▸ **What you have to do**
"det: long banquet table" appears in one line of the records below. Output that line and each one after it, exactly, through the last line.

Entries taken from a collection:
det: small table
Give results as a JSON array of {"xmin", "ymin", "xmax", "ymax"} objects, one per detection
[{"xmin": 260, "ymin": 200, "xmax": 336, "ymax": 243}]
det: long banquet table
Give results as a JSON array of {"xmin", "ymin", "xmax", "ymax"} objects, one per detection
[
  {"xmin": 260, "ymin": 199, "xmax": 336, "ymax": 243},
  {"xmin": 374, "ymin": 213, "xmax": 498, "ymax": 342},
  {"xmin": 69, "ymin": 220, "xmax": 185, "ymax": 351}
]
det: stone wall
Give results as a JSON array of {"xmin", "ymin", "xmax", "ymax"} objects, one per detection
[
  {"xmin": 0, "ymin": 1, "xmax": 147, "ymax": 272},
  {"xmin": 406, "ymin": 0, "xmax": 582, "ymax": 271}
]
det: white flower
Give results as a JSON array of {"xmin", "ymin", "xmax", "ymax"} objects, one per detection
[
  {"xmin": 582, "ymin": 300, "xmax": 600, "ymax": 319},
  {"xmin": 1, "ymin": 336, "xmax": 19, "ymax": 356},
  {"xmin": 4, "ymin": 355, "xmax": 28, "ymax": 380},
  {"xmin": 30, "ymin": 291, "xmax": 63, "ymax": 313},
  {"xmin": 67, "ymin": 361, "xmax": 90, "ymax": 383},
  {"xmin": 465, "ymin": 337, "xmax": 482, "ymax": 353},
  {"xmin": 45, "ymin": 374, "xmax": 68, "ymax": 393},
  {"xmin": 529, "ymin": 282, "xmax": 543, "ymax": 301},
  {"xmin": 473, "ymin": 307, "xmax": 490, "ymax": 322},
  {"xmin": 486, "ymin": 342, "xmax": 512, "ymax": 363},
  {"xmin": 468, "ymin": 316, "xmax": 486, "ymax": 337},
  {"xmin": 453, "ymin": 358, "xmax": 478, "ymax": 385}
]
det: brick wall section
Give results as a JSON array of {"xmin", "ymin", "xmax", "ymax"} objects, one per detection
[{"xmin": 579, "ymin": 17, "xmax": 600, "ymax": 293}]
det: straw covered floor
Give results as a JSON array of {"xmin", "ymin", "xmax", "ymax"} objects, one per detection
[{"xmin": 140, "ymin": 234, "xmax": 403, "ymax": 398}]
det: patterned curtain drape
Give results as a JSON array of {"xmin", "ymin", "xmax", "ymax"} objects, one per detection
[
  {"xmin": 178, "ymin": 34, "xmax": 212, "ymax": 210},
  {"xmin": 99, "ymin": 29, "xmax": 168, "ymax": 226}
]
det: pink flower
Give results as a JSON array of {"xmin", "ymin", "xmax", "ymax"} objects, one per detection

▸ **Exercise response**
det: long banquet table
Give results as a JSON array of {"xmin", "ymin", "xmax", "ymax"} objects, one per detection
[
  {"xmin": 260, "ymin": 199, "xmax": 336, "ymax": 243},
  {"xmin": 374, "ymin": 213, "xmax": 498, "ymax": 342},
  {"xmin": 69, "ymin": 220, "xmax": 185, "ymax": 351}
]
det: stone wall
Give results as a JSON array of {"xmin", "ymin", "xmax", "ymax"} objects, one per detection
[
  {"xmin": 0, "ymin": 1, "xmax": 147, "ymax": 272},
  {"xmin": 406, "ymin": 0, "xmax": 582, "ymax": 271}
]
det: white flower
Give results as a JSON array of {"xmin", "ymin", "xmax", "ymax"} objects, one per detection
[
  {"xmin": 582, "ymin": 300, "xmax": 600, "ymax": 319},
  {"xmin": 1, "ymin": 336, "xmax": 19, "ymax": 356},
  {"xmin": 4, "ymin": 355, "xmax": 28, "ymax": 380},
  {"xmin": 30, "ymin": 291, "xmax": 63, "ymax": 313},
  {"xmin": 67, "ymin": 361, "xmax": 90, "ymax": 383},
  {"xmin": 465, "ymin": 337, "xmax": 482, "ymax": 353},
  {"xmin": 45, "ymin": 374, "xmax": 68, "ymax": 393},
  {"xmin": 529, "ymin": 282, "xmax": 543, "ymax": 301},
  {"xmin": 473, "ymin": 307, "xmax": 490, "ymax": 322},
  {"xmin": 486, "ymin": 342, "xmax": 512, "ymax": 363},
  {"xmin": 468, "ymin": 316, "xmax": 486, "ymax": 337},
  {"xmin": 453, "ymin": 358, "xmax": 478, "ymax": 385}
]
det: brick wall section
Give results as a JSON array of {"xmin", "ymin", "xmax", "ymax"} objects, one per detection
[{"xmin": 579, "ymin": 17, "xmax": 600, "ymax": 293}]
det: straw covered floor
Give results as a JSON array of {"xmin", "ymin", "xmax", "ymax"} objects, one per detection
[{"xmin": 140, "ymin": 234, "xmax": 403, "ymax": 398}]
det: patterned curtain drape
Give results as a JSON array of {"xmin", "ymin", "xmax", "ymax"} objects, one per detection
[
  {"xmin": 178, "ymin": 34, "xmax": 212, "ymax": 210},
  {"xmin": 99, "ymin": 29, "xmax": 168, "ymax": 226}
]
det: pink flower
Give results as a JSON array of {"xmin", "ymin", "xmax", "ymax"} objects, one per detection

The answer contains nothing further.